[Information supplied]

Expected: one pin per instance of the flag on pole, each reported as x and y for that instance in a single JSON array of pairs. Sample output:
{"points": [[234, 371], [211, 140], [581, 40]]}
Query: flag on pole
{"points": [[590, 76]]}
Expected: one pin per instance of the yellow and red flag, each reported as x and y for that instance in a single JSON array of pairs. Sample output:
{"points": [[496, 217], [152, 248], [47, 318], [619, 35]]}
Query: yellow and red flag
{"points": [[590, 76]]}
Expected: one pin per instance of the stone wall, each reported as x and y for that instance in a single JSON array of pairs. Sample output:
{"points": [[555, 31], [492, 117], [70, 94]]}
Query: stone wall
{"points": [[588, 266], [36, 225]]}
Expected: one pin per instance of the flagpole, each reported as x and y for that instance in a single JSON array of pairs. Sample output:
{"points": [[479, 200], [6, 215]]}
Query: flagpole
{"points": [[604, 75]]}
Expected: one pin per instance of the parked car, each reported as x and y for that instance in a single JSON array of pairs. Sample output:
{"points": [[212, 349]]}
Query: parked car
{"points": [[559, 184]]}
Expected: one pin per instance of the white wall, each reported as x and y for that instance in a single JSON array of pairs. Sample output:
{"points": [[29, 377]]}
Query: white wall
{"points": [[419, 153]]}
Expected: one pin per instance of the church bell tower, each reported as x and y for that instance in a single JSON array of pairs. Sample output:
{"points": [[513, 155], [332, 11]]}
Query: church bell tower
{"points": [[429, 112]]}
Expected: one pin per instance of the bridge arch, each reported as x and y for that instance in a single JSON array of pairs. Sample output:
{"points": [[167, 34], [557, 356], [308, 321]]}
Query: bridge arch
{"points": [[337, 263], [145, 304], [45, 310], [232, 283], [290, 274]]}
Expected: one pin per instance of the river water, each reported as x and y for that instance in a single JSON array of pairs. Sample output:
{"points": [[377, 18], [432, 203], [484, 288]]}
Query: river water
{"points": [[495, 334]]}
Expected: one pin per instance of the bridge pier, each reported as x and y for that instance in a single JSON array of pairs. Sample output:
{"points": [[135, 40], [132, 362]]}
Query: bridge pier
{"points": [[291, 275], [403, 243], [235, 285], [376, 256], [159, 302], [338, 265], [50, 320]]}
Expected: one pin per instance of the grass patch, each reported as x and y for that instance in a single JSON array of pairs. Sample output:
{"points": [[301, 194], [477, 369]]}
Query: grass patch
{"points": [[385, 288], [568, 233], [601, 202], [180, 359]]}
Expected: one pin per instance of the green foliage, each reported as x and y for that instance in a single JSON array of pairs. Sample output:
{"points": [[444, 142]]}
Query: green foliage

[/Information supplied]

_Task prompt_:
Copy exactly the line that contains "Query: church bell tower" and every line after it through the end of the entries, with nothing added.

_Finished exercise_:
Query: church bell tower
{"points": [[429, 112]]}
Expected: one pin per instance of the bridge arch, each reported as x and y for that instance in a single JSON array of pairs. Sample output:
{"points": [[167, 34], [557, 356], [308, 321]]}
Query: bridge arch
{"points": [[337, 263], [145, 304], [45, 310], [232, 283], [290, 274]]}
Expected: one pin per instance of the river water, each reported as x and y for that instance in a single JSON array of pairs. Sample output:
{"points": [[377, 18], [432, 203], [484, 288]]}
Query: river water
{"points": [[495, 334]]}
Expected: one pin per instance of the bridge pier, each reported as x and y for that instance in a single JSON array of pairs. Sample output:
{"points": [[135, 40], [132, 362]]}
Query: bridge pier
{"points": [[291, 275], [403, 243], [235, 285], [376, 256], [159, 302], [338, 265], [50, 320]]}
Expected: one pin per instance of the grass patch, each reported as x and y for that instance in a single JSON array of pairs. Sample output:
{"points": [[301, 194], [477, 369]]}
Query: grass patch
{"points": [[385, 288], [568, 233], [601, 202], [180, 359]]}
Expected: one pin per instance of the green foliage, each reported as x and y for that instance in a single JSON array of pairs. Sample output:
{"points": [[444, 142]]}
Query: green foliage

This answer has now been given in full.